━━━━━ SOURCE RECORDS

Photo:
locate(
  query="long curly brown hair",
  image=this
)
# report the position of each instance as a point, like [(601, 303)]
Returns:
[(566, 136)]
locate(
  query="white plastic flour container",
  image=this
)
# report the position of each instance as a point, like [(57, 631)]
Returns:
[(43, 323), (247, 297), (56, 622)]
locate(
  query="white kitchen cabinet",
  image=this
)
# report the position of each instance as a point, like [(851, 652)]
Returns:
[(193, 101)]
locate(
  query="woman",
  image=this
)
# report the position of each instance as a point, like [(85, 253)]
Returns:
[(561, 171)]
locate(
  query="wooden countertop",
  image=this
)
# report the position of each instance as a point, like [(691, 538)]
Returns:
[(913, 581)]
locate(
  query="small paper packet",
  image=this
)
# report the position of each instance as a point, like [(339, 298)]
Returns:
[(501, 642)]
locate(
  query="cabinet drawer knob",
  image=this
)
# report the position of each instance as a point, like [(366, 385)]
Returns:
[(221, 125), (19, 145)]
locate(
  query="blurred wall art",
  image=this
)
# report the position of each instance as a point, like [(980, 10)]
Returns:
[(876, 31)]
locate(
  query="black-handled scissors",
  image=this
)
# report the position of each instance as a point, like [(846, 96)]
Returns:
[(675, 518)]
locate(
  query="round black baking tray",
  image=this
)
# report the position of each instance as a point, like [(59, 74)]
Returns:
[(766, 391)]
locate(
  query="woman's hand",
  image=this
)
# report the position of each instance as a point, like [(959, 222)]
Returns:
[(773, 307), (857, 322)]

━━━━━━━━━━

TO DO: Every record above needs to be repeated word for word.

THE RESPONSE:
Photo:
locate(
  query="long curly brown hair",
  image=this
)
# report the position of each instance as a point, like [(601, 303)]
Returns:
[(566, 136)]
locate(
  query="white plastic flour container",
  image=this
)
# report the position of each instance as a point, like [(57, 631)]
Returns:
[(43, 323), (247, 297), (56, 622)]
locate(
  query="white kitchen cabinet",
  image=this
)
# report the position of each instance as a point, like [(851, 652)]
Returns:
[(193, 101)]
locate(
  query="woman",
  image=this
)
# report the position of each instance as a point, like [(85, 253)]
Returns:
[(561, 171)]
locate(
  query="wooden countertop",
  image=this
)
# report the position of each instance as a point, like [(691, 538)]
Returns:
[(913, 581)]
locate(
  query="small paper packet",
  image=this
)
# report the position of each instance as a point, like [(339, 298)]
Returns:
[(501, 642)]
locate(
  query="cabinet drawer knob",
  image=this
)
# report the position of each instance as a point, like [(366, 385)]
Returns:
[(221, 125), (19, 145)]
locate(
  query="blurred wall art",
  image=this
)
# report the position of each instance as a point, like [(980, 10)]
Returns:
[(876, 31)]
locate(
  query="black-handled scissors",
  image=this
)
# report the position of each instance as a point, like [(846, 96)]
Returns:
[(675, 518)]
locate(
  query="round black baking tray",
  image=this
)
# report the position of each instance as a point, like [(59, 74)]
Returns:
[(766, 391)]
locate(
  query="woman's hand",
  image=this
)
# report the position of each instance as a point, like [(959, 222)]
Returns:
[(773, 307), (857, 322)]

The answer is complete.